▶ GIVEN TEXT:
** begin **

In today’s digital economy, cloud platforms run the backbone of business operations. But with opportunity comes risk. Customers demand proof that their data is secure, and regulators set strict requirements.

That’s why The Cloud Marketplace Company SAS, based in Lyon, France, decided to pursue ISO 27001 and GDPR compliance. With a fast-growing platforms, WeTransact, they knew certification was the key to unlocking bigger contracts and building long-term trust.

The challenge? They had just six weeks to prepare for both frameworks without slowing down their rapid pace of innovation. To make it possible, they turned to Axipro as their advisory partner and Prescient Security as the independent audit partner.

About The Cloud Marketplace

The Cloud Marketplace Company is a software development company helping businesses drive revenue through Azure Marketplace. Their flagship platform, WeTransact, streamlines marketplace operations , making it easy for companies to transact big deals and move faster – with confidence.

With a team of 50 employees, they run operations on Azure. This cloud approach gives them flexibility but also adds layers of complexity when it comes to managing compliance and security.

For their leadership team, ISO 27001 and GDPR compliance weren’t just about certifications. It was about credibility. It was about showing every customer, from startups to enterprises, that their platforms are secure by design.

Challenge: Scaling & Upgrading Compliance

As a scaling cloud marketplace provider, the company faced a set of urgent challenges:

  • Client pressure: Enterprise customers required ISO 27001 and GDPR compliance before signing long-term contracts.
  • Tight deadline: They needed to prepare for certification within just six weeks.
  • Complex infrastructure: Running on Azure meant doubling the effort for documenting and aligning security controls.
  • Growing responsibilities: With a lean team, every hour spent on compliance was an hour not spent improving their platforms.

The stakes were high. Without certifications, they risked stalled deals and lost opportunities. With them, they could accelerate growth and enter new markets with confidence.

Solution: Axipro’s Guided Transition

The Cloud Marketplace Company didn’t want compliance to slow them down. They needed structure, clarity, and accountability. That’s where Axipro came in as the advisory partner.

We guided their leadership team through a clear roadmap for ISO 27001 and GDPR compliance. Every milestone was mapped out. Every responsibility was clarified. Instead of guessing what auditors would ask for, the team had a checklist and coaching at every step.

At the same time, Prescient Security, the independent audit partner, provided oversight and assurance. Together, the advisory and audit approach gave the company the confidence to move forward without derailing day-to-day operations.

** end **

▶ GIVEN REQUEST 1: In the records, rewrite everything from the line containing "crossing. Overlapping instances should get separate boxes." down to the line containing "[0,0,11,309]", renaming "streetcar" to "tram" throughout and changing nothing else. Return only those lines.
The text and the records come from unrelated sources.

(A block of data)
** begin **

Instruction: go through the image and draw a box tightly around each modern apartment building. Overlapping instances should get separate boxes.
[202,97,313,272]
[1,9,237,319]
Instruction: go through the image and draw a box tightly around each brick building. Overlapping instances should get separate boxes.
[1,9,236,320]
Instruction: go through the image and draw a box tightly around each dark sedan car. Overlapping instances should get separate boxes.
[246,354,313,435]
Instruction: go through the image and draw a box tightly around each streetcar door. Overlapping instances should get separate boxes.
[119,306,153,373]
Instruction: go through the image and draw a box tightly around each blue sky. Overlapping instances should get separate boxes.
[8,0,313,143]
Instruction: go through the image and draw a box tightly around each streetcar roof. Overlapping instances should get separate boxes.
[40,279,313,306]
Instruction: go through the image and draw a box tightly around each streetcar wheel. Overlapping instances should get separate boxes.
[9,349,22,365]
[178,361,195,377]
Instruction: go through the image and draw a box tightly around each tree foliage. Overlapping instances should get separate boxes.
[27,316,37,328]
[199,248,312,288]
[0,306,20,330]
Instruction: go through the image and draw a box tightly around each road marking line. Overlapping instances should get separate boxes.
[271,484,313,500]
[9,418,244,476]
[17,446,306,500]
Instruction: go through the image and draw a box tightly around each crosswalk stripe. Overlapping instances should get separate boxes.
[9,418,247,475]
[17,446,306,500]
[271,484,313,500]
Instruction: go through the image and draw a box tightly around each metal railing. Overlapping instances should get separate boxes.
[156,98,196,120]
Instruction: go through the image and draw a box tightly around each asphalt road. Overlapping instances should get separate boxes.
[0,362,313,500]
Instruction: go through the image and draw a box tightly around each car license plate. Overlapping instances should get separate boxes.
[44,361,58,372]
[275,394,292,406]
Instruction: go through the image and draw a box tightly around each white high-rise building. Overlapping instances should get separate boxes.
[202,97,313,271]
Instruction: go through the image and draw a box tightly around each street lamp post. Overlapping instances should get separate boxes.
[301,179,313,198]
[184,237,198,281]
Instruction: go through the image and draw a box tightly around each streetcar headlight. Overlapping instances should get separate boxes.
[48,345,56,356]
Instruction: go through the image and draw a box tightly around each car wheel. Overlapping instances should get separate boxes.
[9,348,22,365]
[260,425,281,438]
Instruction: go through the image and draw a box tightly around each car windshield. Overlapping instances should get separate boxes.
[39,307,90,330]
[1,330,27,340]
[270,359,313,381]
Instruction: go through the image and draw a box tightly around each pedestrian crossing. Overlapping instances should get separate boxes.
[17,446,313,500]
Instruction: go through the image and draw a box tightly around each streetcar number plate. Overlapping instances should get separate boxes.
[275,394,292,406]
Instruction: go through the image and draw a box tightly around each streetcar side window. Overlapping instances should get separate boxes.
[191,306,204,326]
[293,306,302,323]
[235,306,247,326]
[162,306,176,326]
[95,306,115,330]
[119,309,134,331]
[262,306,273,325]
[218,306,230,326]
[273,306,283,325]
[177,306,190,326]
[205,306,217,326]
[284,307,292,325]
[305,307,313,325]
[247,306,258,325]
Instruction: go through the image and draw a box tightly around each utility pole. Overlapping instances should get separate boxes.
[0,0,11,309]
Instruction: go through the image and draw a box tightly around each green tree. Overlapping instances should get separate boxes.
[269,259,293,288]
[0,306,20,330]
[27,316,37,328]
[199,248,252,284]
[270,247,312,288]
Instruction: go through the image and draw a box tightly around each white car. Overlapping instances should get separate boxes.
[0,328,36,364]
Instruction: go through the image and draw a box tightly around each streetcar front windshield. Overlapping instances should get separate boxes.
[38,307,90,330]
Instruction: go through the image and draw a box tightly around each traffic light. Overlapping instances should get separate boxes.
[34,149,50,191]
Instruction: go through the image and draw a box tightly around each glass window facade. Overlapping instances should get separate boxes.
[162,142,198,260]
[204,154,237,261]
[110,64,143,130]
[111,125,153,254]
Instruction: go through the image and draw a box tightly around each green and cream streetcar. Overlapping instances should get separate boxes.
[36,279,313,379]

** end **

▶ GIVEN REQUEST 2: Transcribe everything from "In today’s digital" down to "building long-term trust." in the compliance case study, word for word.

▶ CORRECT RESPONSE 1:
Instruction: go through the image and draw a box tightly around each pedestrian crossing. Overlapping instances should get separate boxes.
[17,446,313,500]
Instruction: go through the image and draw a box tightly around each tram number plate. Overlapping instances should get separate boxes.
[275,394,292,406]
Instruction: go through the image and draw a box tightly around each tram side window. Overlapping instances should get separate boxes.
[191,306,204,326]
[293,306,302,323]
[235,306,247,326]
[162,306,176,326]
[95,306,115,330]
[119,309,134,331]
[262,306,273,325]
[218,306,230,326]
[273,306,283,325]
[177,306,190,326]
[205,306,217,326]
[284,307,292,325]
[305,307,313,325]
[247,306,258,325]
Instruction: go through the image and draw a box tightly around each utility pole. Overlapping instances should get separate boxes.
[0,0,11,309]

▶ CORRECT RESPONSE 2:
In today’s digital economy, cloud platforms run the backbone of business operations. But with opportunity comes risk. Customers demand proof that their data is secure, and regulators set strict requirements.

That’s why The Cloud Marketplace Company SAS, based in Lyon, France, decided to pursue ISO 27001 and GDPR compliance. With a fast-growing platforms, WeTransact, they knew certification was the key to unlocking bigger contracts and building long-term trust.